──────── EXERCISE INPUTS

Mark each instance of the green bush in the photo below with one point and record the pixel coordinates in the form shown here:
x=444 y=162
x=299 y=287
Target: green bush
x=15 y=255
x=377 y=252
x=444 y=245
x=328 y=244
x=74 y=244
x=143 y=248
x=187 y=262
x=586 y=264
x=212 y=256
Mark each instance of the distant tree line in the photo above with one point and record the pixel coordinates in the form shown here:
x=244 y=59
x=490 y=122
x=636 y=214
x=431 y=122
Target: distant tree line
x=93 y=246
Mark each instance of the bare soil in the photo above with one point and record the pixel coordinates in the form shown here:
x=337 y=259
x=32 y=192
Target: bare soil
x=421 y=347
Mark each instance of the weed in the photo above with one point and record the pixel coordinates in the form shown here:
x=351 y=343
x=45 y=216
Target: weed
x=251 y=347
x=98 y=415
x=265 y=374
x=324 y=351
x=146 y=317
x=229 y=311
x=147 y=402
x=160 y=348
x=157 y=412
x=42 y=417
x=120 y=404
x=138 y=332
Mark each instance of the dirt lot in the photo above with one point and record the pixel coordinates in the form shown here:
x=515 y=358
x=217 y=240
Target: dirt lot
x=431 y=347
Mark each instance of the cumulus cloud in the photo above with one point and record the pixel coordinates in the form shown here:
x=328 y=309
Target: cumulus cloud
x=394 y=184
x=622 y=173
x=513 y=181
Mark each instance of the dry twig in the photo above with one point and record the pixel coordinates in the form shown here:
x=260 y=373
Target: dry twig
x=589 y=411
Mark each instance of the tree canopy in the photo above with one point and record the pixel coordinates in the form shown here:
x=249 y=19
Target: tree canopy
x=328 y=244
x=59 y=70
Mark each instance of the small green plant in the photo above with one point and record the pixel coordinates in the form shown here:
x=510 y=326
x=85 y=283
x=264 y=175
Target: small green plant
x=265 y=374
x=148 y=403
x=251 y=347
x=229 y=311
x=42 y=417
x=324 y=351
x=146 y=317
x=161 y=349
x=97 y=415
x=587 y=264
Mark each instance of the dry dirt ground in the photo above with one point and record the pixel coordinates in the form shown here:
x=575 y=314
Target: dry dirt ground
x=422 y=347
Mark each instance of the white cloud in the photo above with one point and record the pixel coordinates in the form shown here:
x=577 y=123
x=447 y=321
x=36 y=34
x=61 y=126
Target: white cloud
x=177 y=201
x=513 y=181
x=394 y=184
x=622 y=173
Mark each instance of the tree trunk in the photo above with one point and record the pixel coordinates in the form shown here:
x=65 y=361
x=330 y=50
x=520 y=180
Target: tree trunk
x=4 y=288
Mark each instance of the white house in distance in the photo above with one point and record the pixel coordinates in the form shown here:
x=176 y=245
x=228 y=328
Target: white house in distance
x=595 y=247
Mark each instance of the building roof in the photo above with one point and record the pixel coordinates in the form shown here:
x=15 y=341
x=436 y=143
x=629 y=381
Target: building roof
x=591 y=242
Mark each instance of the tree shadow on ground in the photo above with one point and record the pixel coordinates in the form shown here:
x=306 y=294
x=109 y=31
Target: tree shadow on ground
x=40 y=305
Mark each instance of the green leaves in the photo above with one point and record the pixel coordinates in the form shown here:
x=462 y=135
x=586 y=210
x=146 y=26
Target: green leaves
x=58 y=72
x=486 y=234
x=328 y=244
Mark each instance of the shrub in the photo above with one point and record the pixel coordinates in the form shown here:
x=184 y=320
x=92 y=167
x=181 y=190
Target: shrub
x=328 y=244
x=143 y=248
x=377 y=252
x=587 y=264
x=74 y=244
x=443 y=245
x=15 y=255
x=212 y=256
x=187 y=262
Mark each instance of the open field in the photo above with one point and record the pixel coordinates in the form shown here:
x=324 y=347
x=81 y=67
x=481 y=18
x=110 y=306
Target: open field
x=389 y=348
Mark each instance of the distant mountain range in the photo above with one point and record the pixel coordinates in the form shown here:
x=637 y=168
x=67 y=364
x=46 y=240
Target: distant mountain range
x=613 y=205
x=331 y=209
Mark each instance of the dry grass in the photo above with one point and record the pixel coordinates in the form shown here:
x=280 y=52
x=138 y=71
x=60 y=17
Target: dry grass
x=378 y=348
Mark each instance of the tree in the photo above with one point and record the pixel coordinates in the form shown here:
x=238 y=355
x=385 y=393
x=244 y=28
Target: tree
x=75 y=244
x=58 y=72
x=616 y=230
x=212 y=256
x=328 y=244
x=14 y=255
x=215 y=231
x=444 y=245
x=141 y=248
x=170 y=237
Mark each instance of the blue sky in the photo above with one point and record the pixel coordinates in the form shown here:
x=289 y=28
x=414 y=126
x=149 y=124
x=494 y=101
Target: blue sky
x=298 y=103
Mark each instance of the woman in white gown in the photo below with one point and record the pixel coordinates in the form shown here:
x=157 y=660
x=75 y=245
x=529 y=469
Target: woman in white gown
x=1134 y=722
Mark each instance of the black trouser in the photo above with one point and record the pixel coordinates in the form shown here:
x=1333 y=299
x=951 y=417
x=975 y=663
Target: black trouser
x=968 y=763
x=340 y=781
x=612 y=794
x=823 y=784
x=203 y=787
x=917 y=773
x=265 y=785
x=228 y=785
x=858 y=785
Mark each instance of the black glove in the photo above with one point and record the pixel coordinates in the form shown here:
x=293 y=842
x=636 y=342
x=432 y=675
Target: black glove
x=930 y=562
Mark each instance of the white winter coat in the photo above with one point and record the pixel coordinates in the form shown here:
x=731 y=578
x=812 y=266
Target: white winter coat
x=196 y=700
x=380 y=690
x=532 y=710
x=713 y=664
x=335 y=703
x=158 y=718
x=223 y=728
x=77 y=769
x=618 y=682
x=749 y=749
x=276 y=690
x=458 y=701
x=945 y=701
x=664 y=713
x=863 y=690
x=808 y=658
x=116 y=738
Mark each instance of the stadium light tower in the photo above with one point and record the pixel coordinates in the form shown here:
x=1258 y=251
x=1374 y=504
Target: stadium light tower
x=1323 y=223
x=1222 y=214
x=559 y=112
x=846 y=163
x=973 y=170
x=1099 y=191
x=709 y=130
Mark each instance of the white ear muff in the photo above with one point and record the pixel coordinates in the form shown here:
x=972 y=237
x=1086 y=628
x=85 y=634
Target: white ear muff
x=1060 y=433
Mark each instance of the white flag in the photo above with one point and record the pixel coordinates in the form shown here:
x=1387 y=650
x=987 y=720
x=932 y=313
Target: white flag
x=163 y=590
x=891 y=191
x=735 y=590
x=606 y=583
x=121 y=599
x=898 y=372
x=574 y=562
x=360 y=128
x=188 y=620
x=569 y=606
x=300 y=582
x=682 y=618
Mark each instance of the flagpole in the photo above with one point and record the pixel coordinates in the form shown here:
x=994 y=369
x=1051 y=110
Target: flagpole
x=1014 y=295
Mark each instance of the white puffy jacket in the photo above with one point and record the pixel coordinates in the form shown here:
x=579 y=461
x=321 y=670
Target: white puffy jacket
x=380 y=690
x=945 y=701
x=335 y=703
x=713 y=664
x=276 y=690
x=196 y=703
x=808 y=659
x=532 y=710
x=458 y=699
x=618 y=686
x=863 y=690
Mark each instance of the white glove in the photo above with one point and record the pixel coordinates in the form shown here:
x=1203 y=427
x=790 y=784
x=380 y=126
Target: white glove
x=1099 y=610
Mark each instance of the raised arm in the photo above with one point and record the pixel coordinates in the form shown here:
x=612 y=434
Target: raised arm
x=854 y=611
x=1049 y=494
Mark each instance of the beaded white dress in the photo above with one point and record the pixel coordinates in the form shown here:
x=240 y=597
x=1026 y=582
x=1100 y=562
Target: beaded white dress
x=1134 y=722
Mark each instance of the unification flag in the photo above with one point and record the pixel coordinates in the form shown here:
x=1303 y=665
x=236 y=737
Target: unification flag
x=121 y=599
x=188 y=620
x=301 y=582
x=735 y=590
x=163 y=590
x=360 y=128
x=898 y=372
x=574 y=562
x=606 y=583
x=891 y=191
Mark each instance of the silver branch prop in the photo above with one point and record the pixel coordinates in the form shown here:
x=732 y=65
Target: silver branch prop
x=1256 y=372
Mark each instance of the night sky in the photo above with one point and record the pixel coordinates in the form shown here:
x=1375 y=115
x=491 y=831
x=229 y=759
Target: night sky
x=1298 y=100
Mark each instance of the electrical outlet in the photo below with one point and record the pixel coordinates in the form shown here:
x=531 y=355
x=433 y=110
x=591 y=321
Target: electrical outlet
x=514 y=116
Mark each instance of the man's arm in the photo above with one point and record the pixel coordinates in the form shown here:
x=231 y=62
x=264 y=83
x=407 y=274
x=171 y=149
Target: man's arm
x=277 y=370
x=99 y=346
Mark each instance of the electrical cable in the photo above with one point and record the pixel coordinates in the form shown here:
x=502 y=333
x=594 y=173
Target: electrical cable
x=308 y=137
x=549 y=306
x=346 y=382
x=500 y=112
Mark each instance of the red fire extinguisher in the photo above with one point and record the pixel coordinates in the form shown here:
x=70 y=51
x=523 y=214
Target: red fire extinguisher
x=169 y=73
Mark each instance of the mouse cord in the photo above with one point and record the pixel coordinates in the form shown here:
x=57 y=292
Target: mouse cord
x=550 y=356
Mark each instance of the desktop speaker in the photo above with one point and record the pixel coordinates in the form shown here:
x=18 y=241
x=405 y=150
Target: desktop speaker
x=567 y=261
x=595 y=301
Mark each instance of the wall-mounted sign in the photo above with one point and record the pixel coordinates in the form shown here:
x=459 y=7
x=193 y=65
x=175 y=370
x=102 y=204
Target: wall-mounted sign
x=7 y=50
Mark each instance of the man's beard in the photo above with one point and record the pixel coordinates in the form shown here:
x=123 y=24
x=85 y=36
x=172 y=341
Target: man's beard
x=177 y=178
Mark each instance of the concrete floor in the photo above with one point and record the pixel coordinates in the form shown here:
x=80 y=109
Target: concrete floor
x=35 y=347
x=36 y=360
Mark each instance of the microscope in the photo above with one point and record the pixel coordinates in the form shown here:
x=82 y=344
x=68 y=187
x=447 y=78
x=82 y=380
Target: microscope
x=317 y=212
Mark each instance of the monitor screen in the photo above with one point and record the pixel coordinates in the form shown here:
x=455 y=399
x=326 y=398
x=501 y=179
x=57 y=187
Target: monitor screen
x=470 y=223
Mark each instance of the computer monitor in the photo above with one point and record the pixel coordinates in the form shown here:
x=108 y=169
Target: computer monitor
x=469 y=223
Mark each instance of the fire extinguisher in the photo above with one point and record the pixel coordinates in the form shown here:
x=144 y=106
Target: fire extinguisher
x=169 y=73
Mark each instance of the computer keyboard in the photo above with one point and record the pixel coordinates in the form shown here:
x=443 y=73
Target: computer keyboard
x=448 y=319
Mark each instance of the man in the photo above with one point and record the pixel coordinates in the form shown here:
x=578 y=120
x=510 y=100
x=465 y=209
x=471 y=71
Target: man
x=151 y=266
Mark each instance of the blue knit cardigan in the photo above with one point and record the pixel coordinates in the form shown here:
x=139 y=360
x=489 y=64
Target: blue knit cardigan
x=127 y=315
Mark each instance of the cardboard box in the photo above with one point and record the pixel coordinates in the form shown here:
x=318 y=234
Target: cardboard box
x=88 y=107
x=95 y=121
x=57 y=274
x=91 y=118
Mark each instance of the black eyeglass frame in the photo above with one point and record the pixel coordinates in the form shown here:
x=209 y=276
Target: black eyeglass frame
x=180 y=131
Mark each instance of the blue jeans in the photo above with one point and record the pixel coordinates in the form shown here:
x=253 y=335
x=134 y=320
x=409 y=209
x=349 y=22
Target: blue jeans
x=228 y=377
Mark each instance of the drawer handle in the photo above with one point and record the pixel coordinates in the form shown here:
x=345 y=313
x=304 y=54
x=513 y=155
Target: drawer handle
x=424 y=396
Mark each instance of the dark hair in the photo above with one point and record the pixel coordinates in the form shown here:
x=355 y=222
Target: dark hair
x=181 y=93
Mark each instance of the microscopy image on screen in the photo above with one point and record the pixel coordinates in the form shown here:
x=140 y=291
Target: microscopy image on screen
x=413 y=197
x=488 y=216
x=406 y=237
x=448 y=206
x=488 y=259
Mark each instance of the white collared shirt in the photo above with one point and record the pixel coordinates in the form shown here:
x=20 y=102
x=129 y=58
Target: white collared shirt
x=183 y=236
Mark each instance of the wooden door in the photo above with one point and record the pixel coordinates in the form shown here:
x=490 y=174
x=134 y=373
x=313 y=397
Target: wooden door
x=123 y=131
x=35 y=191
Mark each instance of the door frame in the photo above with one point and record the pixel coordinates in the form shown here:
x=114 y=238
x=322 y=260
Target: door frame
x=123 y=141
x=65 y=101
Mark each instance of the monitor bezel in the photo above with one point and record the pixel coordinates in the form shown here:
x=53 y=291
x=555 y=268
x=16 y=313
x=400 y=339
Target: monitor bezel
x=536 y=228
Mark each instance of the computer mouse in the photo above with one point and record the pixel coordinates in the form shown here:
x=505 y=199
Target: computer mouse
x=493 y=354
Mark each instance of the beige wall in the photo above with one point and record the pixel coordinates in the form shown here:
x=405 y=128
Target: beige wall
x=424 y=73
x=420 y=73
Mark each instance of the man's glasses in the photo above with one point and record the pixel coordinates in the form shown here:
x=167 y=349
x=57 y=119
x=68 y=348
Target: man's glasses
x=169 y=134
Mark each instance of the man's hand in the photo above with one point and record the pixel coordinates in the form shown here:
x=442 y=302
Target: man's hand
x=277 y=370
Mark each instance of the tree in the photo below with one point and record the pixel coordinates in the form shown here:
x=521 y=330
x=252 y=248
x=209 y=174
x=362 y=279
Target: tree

────────────────

§ REQUIRED WORK:
Write out the lines word for word, starting with the very first line and going on through the line with "x=421 y=347", both ends included.

§ THE COMPLETED TASK:
Mark each instance of the green bush in the photo below with one point and record the pixel coordinates in the form shown here:
x=444 y=162
x=299 y=287
Target: green bush
x=15 y=255
x=377 y=252
x=444 y=245
x=328 y=244
x=74 y=244
x=143 y=248
x=187 y=262
x=586 y=264
x=212 y=256
Mark each instance of the distant tree line in the photo above with one point and record the pixel coordinates in the form shown here:
x=244 y=59
x=490 y=122
x=636 y=214
x=431 y=122
Target: distant tree line
x=93 y=246
Mark each instance of the bare soil in the photo above with one point and record the pixel coordinates in the form shown here:
x=337 y=259
x=32 y=192
Target: bare soil
x=421 y=347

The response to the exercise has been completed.